▶ WHAT THE TASK ASKS: Retype the listing exactly, so that the copy matches it line for line.
[Start of section]
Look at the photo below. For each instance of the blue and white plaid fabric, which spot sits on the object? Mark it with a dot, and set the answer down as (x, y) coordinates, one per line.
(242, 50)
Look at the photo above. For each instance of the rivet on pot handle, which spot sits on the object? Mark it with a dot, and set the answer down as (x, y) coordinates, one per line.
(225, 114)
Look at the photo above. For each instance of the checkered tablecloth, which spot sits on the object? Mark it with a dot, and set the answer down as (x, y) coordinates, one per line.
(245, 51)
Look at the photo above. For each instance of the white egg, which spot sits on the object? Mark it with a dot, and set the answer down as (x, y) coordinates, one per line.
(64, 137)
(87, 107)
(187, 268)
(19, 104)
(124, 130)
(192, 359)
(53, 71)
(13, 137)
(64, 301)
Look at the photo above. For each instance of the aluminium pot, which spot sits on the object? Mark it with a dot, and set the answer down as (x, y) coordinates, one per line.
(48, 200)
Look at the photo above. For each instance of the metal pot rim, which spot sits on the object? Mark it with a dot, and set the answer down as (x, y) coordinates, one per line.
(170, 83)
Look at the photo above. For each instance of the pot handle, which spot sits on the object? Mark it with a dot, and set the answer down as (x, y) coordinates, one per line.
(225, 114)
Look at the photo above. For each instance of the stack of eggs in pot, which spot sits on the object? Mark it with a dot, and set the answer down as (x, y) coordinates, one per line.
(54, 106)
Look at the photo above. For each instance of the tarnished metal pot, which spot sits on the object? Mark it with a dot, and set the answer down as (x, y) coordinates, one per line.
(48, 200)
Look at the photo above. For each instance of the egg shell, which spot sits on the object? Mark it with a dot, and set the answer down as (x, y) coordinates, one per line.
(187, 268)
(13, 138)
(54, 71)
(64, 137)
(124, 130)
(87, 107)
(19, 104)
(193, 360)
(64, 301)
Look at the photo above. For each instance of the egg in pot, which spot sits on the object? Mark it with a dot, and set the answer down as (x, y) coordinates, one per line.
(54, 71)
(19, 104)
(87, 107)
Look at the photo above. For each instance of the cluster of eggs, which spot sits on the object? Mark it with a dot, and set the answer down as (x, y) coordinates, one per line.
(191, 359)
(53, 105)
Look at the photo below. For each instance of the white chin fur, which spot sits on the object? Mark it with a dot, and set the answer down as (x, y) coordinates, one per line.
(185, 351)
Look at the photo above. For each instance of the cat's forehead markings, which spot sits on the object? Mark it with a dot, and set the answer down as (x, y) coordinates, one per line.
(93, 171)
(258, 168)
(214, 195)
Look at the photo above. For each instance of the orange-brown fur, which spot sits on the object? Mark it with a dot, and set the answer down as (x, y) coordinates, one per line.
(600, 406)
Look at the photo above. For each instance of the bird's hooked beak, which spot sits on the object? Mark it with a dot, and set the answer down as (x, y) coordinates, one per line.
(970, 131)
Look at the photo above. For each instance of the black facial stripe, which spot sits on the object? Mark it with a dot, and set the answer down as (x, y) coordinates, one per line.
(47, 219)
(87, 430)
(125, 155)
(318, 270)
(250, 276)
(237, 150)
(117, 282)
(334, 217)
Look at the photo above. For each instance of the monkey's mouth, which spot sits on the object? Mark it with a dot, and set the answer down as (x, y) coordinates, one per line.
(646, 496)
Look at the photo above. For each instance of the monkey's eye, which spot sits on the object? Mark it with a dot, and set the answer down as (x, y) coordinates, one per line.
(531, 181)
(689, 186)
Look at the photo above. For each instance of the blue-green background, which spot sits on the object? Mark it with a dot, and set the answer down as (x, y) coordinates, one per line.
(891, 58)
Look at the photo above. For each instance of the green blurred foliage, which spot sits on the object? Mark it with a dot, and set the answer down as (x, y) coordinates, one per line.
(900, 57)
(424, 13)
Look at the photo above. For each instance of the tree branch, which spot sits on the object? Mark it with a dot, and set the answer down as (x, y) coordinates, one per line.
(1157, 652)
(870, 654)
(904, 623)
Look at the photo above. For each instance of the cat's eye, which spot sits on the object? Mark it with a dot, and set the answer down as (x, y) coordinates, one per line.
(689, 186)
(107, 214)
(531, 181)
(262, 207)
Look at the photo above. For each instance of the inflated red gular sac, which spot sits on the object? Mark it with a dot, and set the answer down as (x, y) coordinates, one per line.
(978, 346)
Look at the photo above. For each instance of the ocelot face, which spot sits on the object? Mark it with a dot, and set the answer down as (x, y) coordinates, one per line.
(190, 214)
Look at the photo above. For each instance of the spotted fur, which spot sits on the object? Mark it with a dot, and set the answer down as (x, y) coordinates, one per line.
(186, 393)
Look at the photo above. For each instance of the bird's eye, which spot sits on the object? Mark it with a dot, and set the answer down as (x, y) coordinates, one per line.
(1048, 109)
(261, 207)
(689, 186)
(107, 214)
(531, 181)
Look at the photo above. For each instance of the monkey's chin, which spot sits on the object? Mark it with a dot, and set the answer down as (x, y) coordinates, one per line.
[End of section]
▶ RESPONSE BOX:
Look at the photo below. For each instance of the blue and white plaid fabric, which spot sits on the object? Mark it with a dot, and set the answer down as (x, y) coordinates, one per line.
(242, 50)
Look at the photo above. For each instance of the rivet on pot handle, which spot sits on the object? Mark it with a dot, and set the answer down as (x, y) coordinates, one per line.
(225, 114)
Look at the photo above. For each instance of the checkered tablecloth, which spot sits on the object? Mark it with a dot, and set the answer down as (x, y) coordinates, one per line.
(245, 51)
Look at the photo above. For each instance of the white egg, which spot sits on the object? Mark it with a dot, and set the answer down as (x, y) coordinates, one per line.
(64, 137)
(87, 107)
(187, 268)
(19, 104)
(124, 130)
(192, 359)
(53, 71)
(13, 137)
(64, 301)
Look at the photo above. For each instance of the aluminium pot, which spot sits on the object? Mark it with a dot, and set the answer down as (x, y) coordinates, one per line.
(48, 200)
Look at the photo above. For each instance of the metal pot rim, which spot sits on the object? Mark it with a dot, and set the answer down as (x, y) coordinates, one per line.
(170, 83)
Look at the photo above. For each instance of the pot handle, which spot sits on the object? Mark it with a dot, and set the answer down as (x, y) coordinates, one per line.
(225, 114)
Look at the photo above. For each instance of the stack of eggs in pot, which spot sits on the object? Mark it with a dot, and set the answer down as (x, y) coordinates, one per line.
(54, 106)
Look at the photo above. For each instance of the tarnished metal pot, which spot sits on the object? Mark it with a dot, and set the answer down as (x, y) coordinates, one per line.
(48, 200)
Look at the photo above. For each instance of the egg shell, which spot sits on the object? Mark it with a dot, and set the answer down as (x, y) coordinates, one per line.
(187, 268)
(13, 138)
(54, 71)
(64, 137)
(124, 130)
(87, 107)
(19, 104)
(193, 360)
(64, 301)
Look at the photo above. For each instance of the egg in pot, which spot sits on the object? Mark it with a dot, and set the answer down as (x, y) coordinates, one per line.
(54, 71)
(19, 104)
(87, 107)
Look at the photo above. For each instance of the cluster of eggs, which spot sits on the object? Mark it with a dot, and set the answer down as (x, y) coordinates, one per line.
(191, 359)
(53, 105)
Look at the photo below. For each instance of the white chin fur, which spot sits on the object? Mark it with a dot, and set the answer down as (x, y) coordinates, one per line.
(185, 351)
Look at the photo above. For each instance of the cat's forehead markings, which spot sits on the object? Mark it with a dot, and set the answer down as (x, y) coordinates, one per line.
(93, 171)
(258, 168)
(214, 195)
Look at the photo above. For each instance of the orange-brown fur, which spot sits on the object? Mark it with a dot, and set the answer down as (x, y) coordinates, one per line.
(600, 406)
Look at the photo above. For each instance of the bird's hooked beak, which spot sits on the object? Mark it with a dot, and set the answer down as (x, y) coordinates, one per line.
(970, 131)
Look at the photo above. For each instance of the black facial stripe, which spot sits on the object? Mark it with a dot, and set the answer down as (x, y) coordinates, one per line.
(47, 219)
(87, 430)
(125, 155)
(318, 270)
(250, 276)
(237, 150)
(117, 282)
(334, 217)
Look at the photo above. For each instance of the monkey's mouth, which spot sits on the object? Mark it with a dot, and set the answer down as (x, y) coordinates, one per line.
(646, 496)
Look at the photo above. For each instance of the monkey's eye, which spot sits on the object? Mark it with a dot, and set the answer down as (x, y) coordinates, one per line.
(531, 181)
(689, 186)
Look at the photo above. For each instance of the blue-green background, which spot sits on the object? Mark it with a dot, and set the answer down as (x, y) coordinates, one per line.
(891, 58)
Look at the photo above. For each instance of the green blurred foliage, which spot sits on the object? Mark it with a dot, and set the answer down as (x, y) coordinates, one per line.
(900, 57)
(424, 13)
Look at the photo above. For each instance of the tree branch, which spot sits on the object? Mark it with a dot, and set the answer down as (x, y) coordinates, one per line.
(1157, 652)
(870, 654)
(904, 623)
Look at the photo above. For each instance of the cat's eye, which spot sits on the object? Mark it with a dot, and set the answer down as (x, y) coordinates, one per line.
(689, 186)
(107, 214)
(531, 181)
(262, 207)
Look at the photo above. For each instance of the inflated red gular sac, which spot sits on the object? Mark it with a dot, and set the answer down as (x, y) coordinates, one per line.
(978, 346)
Look at the photo above. For each instance of the ocelot face, which spot sits on the object? Mark it with a dot, and set the answer down as (x, y) coordinates, one per line.
(190, 214)
Look at the photo above. For each instance of the spotted fur, which spot sits on the object? Mark it with a dot, and set the answer down as (x, y) coordinates, one per line.
(186, 393)
Look at the photo above. For each instance of the bird's eye, which spot sits on the object? Mark it with a dot, and set the answer down as (x, y) coordinates, one per line.
(1048, 109)
(261, 207)
(689, 186)
(107, 214)
(531, 181)
Look at the photo above. For each instance of the monkey's chin, which spot sits on the object? Mark it with a dot, and set the answer down as (x, y) coordinates, one per line.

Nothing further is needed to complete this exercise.